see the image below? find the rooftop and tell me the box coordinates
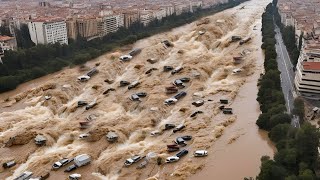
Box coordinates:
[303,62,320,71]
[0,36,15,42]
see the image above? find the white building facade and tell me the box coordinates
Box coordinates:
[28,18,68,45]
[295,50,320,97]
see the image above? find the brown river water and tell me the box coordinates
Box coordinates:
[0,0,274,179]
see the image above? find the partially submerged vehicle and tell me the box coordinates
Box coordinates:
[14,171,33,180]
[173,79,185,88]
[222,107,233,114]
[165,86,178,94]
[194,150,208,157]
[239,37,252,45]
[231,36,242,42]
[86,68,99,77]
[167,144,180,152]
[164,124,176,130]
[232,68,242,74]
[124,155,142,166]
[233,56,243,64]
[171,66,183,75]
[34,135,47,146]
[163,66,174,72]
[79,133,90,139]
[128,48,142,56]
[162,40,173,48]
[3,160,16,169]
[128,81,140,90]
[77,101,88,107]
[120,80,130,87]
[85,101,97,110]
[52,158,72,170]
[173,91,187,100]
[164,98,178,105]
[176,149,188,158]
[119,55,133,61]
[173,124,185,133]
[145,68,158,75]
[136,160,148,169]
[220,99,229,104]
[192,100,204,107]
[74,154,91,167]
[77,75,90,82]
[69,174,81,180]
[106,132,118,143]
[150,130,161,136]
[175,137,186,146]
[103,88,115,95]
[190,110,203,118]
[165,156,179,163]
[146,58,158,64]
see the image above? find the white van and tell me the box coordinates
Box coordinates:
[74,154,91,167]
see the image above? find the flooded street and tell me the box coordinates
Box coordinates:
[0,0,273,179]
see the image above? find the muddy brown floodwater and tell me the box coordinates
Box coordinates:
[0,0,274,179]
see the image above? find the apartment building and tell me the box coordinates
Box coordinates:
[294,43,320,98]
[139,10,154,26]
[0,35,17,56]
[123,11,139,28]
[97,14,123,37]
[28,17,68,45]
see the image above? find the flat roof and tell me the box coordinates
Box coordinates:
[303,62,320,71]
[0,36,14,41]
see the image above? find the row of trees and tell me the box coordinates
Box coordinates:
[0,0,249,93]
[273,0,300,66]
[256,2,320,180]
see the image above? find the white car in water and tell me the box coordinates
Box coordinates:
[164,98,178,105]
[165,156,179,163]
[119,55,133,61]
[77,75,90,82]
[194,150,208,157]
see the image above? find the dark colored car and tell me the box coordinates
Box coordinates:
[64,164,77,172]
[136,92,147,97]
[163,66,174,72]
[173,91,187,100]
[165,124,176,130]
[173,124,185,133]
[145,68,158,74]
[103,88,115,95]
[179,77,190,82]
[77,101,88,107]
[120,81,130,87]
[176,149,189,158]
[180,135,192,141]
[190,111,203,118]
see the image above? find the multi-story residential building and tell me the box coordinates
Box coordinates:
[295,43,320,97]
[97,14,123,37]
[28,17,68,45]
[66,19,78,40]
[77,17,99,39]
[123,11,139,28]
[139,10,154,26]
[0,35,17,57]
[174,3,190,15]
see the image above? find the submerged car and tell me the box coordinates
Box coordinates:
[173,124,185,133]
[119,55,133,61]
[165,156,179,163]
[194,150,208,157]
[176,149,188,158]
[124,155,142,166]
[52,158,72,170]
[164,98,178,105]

- - -

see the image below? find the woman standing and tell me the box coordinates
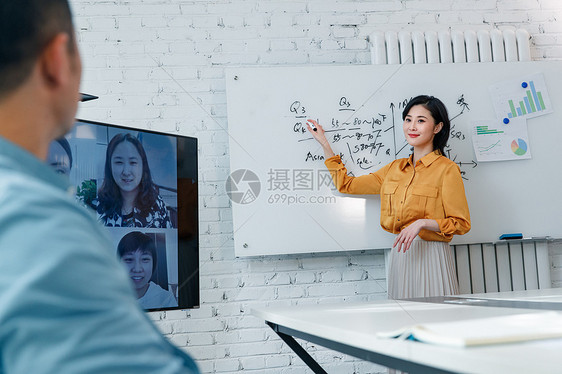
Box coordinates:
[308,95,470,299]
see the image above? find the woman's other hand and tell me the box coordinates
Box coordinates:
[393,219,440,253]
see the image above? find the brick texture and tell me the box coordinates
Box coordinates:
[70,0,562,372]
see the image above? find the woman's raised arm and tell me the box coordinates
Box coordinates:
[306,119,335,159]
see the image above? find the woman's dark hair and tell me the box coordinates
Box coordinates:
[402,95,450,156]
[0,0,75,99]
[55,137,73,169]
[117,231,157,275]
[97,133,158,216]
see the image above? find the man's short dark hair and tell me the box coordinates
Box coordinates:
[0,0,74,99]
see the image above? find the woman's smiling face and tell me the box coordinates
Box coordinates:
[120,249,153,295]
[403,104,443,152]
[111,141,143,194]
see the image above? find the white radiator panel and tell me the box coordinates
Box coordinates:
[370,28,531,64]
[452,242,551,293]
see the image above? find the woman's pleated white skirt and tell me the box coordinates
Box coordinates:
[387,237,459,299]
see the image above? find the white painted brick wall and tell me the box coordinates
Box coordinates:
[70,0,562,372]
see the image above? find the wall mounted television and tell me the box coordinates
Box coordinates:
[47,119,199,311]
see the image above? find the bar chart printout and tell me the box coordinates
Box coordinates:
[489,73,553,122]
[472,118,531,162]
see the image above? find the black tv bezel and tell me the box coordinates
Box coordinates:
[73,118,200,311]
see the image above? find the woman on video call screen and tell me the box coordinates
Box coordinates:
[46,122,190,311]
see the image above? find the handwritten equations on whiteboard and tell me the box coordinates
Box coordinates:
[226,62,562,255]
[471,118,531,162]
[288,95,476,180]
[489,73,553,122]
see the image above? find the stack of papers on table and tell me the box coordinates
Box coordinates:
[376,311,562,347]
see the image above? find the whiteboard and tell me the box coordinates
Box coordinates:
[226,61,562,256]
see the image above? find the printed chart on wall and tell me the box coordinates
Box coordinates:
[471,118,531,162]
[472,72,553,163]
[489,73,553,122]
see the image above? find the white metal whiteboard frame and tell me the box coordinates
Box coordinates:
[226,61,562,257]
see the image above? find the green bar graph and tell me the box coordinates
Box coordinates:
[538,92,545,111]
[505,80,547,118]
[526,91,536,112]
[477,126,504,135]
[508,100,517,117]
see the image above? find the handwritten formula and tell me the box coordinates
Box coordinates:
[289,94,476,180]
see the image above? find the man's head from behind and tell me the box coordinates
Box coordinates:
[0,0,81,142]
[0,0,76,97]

- - -

* _PROBLEM REQUIREMENTS_:
Lines with the word "whiteboard": how many are there in the material? Answer with the number alone.

* _THE ANSWER_:
3